++++ Study text ++++
Phyllis Conley: Osteoporosis

“Everyone I encountered at Henry Ford Allegiance was so nice, from the receptionist on down. That is really important when you are unsure and anxious.”

Phyllis Conley is 85 and has osteoporosis, a condition that weakens bones and makes them more prone to fracture. In fact, she broke both of her wrists in a two-year period. Like most people in her age group, Phyllis feared breaking a hip and losing her quality of life as a result.

Phyllis’s family doctor referred her to the Henry Ford Allegiance Osteoporosis Center, located in the specialty center across from the hospital. There she received a bone-density scan and a complete evaluation. Her care team determined that the best course of treatment for Phyllis is a once-a-year intravenous treatment to reverse bone loss.

“We go through a continuous process of breakdown of old bone and regrowth of new bone,” said nurse practitioner Leslie Thompson. “As we get older, bone loss occurs faster than the regrowth, which can lead to osteoporosis.” Thompson further explained that the IV treatment, “slows the bone loss and allows the regrowth to catch up, therefore encouraging bone strength.”

Phyllis said she worried that “the process would be long and complicated,” and she was pleasantly surprised to learn it takes only about 20 minutes. “It was really easy and quick,” she said. “The needle is very thin and the process is painless.”

Just as important to Phyllis was that “Everyone I encountered at Henry Ford Allegiance was so nice, from the receptionist on down. That is really important when you are unsure and anxious.”

While some people experience temporary flu like reaction after the treatment, Phyllis said she felt fine. “I was so surprised that the nurse practitioner took the time to call me the next day, on her day off, to see how I was doing.” 

Phyllis goes to exercise classes regularly to build strength, she does balance exercises at home, and she worries less about breaking a bone. “it’s great to know my bones are getting stronger,” she said. “This has been a good experience, and I would recommend it to others who have osteoporosis.”

Regular exercise, such as walking, playing tennis, weight lifting, yoga or using a rowing machine can reduce the likelihood of bone fractures in people with osteoporosis.
++++
* _Requirement 1_
In the Phyllis Conley story, about how long does her IV treatment take?
* _Requirement 2_
For each statement, say whether it agrees with the Phyllis Conley story, and quote the words that decide it. (a) Phyllis broke both of her wrists within two years. (b) Her IV treatment is given once a month. (c) Phyllis had a flu-like reaction after the treatment.
* _Requirement 3_
Reproduce the part of the Phyllis Conley story that runs from "Just as important" to "people with osteoporosis.".
The entries that follow are separate material and are not part of the Phyllis Conley story.
++++ Provided data ++++
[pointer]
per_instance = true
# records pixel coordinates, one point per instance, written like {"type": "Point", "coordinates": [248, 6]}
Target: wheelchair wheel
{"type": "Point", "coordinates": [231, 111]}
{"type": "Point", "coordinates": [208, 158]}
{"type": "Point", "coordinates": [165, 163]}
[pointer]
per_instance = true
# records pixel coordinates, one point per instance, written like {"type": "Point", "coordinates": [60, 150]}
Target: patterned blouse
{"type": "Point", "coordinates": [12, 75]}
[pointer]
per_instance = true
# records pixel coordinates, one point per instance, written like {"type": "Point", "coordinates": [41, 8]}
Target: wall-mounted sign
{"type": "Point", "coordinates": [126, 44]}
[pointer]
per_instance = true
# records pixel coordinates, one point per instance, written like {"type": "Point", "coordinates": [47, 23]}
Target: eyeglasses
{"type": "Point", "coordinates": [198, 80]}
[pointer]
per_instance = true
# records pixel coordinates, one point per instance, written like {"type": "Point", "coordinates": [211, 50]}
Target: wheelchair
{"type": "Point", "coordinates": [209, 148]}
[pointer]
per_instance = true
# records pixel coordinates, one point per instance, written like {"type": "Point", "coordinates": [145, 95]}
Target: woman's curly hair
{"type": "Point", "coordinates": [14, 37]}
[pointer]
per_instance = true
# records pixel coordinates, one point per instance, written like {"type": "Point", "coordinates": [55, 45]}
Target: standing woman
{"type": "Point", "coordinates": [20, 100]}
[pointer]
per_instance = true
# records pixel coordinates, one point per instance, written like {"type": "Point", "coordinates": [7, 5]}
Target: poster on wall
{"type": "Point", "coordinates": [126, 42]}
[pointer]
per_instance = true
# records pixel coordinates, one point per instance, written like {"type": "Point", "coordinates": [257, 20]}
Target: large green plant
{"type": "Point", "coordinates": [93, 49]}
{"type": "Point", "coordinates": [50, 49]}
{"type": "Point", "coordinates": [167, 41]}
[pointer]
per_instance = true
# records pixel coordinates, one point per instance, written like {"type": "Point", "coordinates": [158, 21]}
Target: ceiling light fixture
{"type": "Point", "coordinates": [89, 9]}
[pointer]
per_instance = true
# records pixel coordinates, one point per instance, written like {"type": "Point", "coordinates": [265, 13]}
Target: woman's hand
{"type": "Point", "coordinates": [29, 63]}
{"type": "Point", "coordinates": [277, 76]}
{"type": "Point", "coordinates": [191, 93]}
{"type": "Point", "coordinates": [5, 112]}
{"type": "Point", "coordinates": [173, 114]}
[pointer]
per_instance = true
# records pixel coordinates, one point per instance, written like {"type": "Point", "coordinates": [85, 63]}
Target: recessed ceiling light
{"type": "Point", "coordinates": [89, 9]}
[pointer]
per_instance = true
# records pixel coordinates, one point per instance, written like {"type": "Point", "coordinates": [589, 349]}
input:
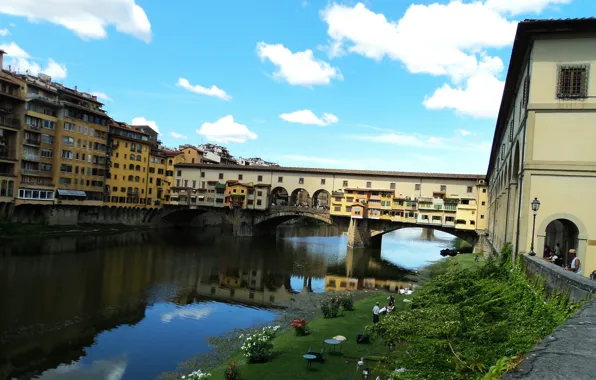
++++
* _Answer section 1_
About 20 minutes.

* _Answer section 2_
(a) Yes: "she broke both of her wrists in a two-year period."
(b) No: "a once-a-year intravenous treatment to reverse bone loss."
(c) No: "Phyllis said she felt fine."

* _Answer section 3_
Just as important to Phyllis was that “Everyone I encountered at Henry Ford Allegiance was so nice, from the receptionist on down. That is really important when you are unsure and anxious.”

While some people experience temporary flu like reaction after the treatment, Phyllis said she felt fine. “I was so surprised that the nurse practitioner took the time to call me the next day, on her day off, to see how I was doing.” 

Phyllis goes to exercise classes regularly to build strength, she does balance exercises at home, and she worries less about breaking a bone. “it’s great to know my bones are getting stronger,” she said. “This has been a good experience, and I would recommend it to others who have osteoporosis.”

Regular exercise, such as walking, playing tennis, weight lifting, yoga or using a rowing machine can reduce the likelihood of bone fractures in people with osteoporosis.